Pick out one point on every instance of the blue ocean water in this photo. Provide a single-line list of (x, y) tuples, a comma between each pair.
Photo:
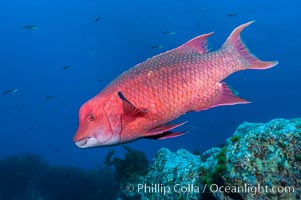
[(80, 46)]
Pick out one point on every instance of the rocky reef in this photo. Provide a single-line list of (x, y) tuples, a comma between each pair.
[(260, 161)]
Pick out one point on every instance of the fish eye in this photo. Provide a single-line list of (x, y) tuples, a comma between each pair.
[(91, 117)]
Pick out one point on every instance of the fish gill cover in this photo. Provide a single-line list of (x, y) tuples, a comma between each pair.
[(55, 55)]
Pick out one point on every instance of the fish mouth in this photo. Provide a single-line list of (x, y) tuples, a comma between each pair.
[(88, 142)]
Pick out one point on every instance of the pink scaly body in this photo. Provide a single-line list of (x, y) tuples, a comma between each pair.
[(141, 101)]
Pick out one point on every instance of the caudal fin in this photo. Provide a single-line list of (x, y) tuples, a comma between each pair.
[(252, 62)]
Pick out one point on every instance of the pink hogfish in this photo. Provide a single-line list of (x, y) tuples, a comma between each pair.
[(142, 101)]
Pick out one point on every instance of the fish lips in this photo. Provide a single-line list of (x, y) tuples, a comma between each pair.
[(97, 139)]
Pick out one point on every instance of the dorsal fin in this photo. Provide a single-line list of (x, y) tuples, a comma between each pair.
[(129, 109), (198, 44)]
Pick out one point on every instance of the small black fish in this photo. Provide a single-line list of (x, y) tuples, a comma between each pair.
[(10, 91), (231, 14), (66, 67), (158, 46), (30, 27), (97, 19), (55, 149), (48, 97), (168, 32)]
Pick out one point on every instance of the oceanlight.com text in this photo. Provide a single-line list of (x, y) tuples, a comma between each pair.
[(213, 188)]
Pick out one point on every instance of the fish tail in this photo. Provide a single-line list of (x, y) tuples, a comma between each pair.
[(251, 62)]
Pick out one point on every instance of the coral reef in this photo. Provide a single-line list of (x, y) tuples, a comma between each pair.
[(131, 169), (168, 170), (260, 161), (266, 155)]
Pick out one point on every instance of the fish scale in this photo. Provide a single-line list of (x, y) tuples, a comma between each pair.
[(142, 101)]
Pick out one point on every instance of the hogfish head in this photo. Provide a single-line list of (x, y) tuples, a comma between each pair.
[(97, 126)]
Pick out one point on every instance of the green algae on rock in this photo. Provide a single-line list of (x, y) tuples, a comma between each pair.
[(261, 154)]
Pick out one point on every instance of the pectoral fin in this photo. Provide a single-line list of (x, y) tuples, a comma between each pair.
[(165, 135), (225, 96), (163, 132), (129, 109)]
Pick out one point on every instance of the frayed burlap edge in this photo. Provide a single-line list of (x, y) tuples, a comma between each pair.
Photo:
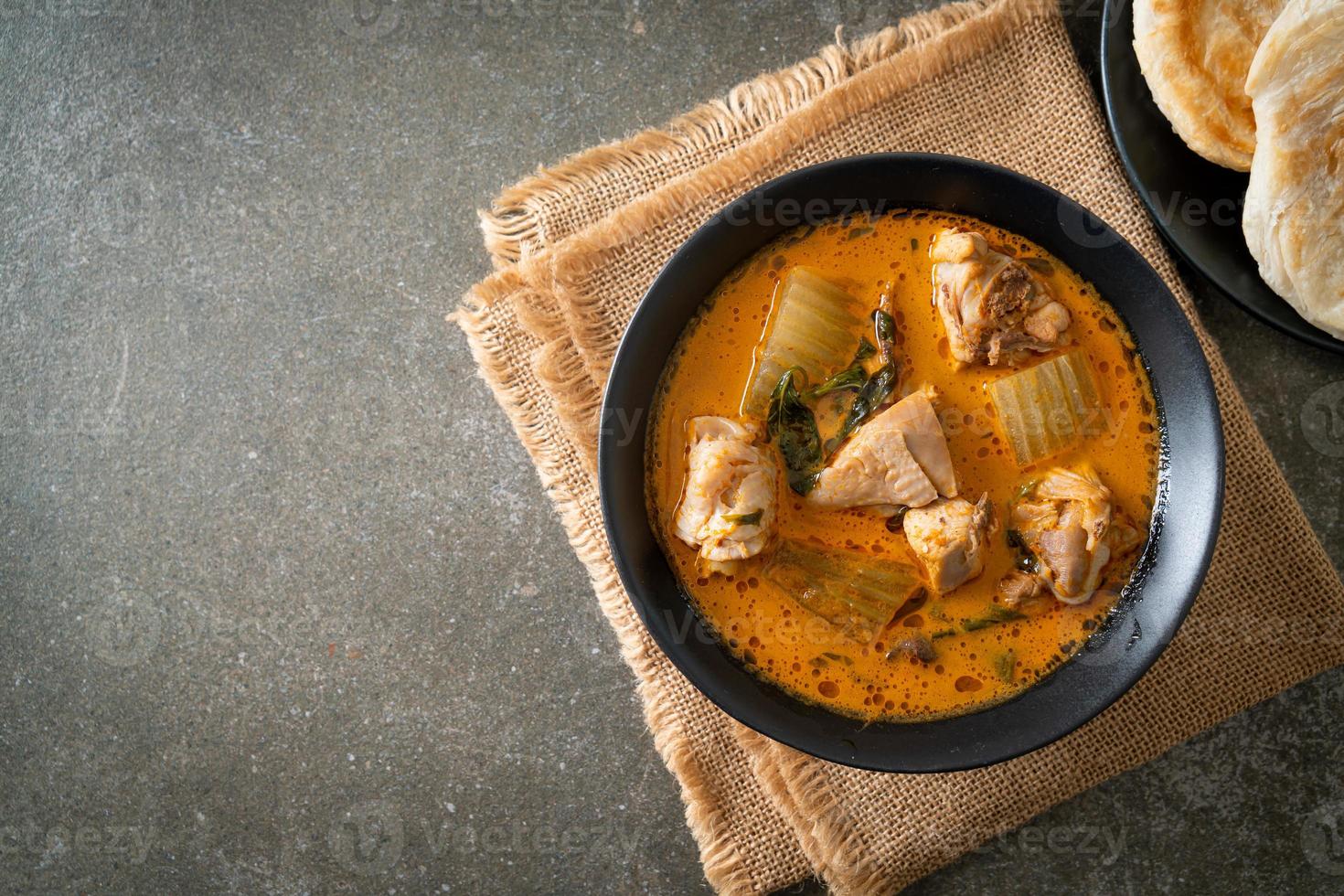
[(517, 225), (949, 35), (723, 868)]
━━━━━━━━
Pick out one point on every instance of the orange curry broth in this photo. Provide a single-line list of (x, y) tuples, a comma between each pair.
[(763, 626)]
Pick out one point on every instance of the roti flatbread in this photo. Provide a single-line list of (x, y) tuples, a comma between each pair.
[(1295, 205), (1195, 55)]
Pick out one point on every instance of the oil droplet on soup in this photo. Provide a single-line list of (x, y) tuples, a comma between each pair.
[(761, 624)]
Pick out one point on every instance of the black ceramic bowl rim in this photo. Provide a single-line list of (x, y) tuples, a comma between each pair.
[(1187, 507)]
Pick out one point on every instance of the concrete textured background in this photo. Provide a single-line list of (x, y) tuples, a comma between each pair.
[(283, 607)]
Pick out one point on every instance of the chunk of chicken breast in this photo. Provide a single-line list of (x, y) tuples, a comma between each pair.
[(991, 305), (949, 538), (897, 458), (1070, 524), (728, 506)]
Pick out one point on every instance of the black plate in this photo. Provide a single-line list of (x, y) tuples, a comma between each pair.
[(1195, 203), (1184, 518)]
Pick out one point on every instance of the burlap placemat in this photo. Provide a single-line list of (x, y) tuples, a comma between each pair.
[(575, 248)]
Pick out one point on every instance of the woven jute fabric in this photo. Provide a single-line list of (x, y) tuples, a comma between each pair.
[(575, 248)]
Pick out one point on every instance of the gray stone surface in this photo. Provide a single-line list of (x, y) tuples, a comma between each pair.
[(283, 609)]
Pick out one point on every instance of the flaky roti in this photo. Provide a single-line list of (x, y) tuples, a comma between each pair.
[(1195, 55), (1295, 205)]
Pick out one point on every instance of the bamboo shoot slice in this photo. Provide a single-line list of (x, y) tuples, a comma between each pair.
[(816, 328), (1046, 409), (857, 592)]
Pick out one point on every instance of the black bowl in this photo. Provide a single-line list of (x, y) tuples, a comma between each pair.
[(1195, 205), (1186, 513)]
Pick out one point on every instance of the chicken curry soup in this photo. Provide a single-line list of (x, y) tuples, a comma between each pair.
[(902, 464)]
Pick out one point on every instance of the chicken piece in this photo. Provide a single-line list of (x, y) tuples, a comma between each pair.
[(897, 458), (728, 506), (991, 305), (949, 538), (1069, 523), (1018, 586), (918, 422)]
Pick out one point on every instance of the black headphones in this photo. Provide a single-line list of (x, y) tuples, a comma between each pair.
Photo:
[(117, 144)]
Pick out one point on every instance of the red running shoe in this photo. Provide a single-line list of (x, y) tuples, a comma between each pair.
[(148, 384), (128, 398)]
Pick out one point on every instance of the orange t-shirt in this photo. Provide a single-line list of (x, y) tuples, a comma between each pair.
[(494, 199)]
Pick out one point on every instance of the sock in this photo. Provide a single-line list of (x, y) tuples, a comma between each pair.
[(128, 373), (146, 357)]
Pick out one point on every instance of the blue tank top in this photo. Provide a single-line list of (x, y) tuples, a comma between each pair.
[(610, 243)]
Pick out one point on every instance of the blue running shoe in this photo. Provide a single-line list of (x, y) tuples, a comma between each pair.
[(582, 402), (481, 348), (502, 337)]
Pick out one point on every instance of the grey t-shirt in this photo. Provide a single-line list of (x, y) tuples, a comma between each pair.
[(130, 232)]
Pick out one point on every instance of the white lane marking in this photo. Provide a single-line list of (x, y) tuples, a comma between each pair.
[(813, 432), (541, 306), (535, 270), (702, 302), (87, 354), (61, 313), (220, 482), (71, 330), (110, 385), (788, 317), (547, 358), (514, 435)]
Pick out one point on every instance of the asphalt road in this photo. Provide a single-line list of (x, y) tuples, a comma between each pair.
━━━━━━━━
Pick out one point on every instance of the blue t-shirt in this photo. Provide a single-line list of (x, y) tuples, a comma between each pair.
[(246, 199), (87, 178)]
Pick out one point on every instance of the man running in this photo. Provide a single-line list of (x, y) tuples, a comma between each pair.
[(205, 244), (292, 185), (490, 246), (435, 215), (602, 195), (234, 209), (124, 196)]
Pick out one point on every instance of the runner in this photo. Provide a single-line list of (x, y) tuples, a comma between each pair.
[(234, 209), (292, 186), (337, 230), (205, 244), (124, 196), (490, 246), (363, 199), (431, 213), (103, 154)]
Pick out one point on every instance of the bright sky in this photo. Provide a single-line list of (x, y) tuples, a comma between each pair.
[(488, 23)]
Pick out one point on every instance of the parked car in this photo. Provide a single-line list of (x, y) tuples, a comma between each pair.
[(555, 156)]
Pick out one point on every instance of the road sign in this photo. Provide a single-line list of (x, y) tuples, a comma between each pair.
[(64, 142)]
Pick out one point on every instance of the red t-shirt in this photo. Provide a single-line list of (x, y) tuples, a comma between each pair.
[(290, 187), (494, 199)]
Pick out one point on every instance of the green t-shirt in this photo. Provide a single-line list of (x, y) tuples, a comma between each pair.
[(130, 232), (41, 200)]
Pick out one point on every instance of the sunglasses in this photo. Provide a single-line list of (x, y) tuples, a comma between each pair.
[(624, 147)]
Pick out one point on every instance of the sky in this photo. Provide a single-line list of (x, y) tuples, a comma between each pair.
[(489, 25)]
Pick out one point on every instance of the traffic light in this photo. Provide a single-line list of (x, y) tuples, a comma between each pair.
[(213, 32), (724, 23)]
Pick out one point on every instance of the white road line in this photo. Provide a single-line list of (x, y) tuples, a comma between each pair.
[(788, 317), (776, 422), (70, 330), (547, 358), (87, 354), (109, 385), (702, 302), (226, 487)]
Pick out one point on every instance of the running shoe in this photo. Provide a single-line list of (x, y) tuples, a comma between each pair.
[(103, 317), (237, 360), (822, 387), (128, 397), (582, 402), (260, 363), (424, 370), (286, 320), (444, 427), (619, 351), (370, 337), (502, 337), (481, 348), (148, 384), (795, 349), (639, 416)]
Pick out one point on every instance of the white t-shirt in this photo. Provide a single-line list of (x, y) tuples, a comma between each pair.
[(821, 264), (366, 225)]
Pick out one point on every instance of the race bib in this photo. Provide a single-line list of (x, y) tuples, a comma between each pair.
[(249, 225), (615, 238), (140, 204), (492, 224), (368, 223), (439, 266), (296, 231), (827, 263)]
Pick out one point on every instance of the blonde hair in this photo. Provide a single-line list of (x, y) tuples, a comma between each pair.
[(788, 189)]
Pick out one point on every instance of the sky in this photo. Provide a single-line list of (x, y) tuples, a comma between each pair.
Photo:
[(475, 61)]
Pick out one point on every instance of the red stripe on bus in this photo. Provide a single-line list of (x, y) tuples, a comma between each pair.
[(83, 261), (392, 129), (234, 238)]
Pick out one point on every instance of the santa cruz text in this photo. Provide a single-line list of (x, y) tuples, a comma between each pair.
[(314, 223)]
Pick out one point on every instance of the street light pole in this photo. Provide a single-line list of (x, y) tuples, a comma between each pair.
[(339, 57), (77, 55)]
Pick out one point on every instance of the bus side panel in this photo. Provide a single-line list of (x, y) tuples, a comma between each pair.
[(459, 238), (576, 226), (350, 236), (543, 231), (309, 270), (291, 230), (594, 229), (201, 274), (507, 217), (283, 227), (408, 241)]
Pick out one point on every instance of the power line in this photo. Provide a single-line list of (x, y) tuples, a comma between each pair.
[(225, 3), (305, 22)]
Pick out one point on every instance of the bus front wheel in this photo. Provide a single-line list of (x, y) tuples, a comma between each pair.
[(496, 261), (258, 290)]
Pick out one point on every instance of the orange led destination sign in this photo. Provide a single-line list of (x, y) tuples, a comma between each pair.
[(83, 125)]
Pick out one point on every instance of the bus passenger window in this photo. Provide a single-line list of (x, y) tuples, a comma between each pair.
━━━━━━━━
Rewrite the records from the line containing "Pick out one point on every instance of the bus side" through the line containing "[(83, 125)]" as a numbered list. Omit any blank lines.

1. Pick out one point on every instance of the bus side panel in this photo. Provide a single-line list of (x, y) tuples, a comma between each pair.
2. [(459, 238), (576, 226), (350, 236), (543, 231), (309, 270), (291, 230), (594, 229), (201, 274), (507, 217), (283, 227), (408, 241)]
3. Pick out one point on every instance of the power line in this photo. Provide a single-line list of (x, y) tuples, a comma between each pair.
4. [(225, 3), (305, 22)]
5. Pick out one point on every instance of the bus front wheel in this photo. Provide a single-line list of (x, y) tuples, a comma between each pair.
6. [(496, 261), (258, 290)]
7. Pick out one point on every instance of the orange led destination sign in this photo. Provide a single-line list of (x, y) tuples, a comma between each pair.
8. [(83, 125)]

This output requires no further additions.